EXTRACTED MATERIAL:
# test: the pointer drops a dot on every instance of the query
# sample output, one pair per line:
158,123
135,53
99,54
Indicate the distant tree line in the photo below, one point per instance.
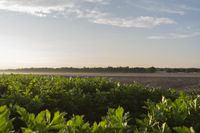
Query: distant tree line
107,70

WHAT IS BEING ASKED:
Can you copy every line of the listing above word for word, leaving out the picture?

PROBLEM SOLUTION:
# test: the pointer drops a dot on every instance of the query
# sample output, one pair per line:
158,123
135,53
99,54
Indicate the distant tree line in the photo below, one point per instance.
Query: distant tree line
107,70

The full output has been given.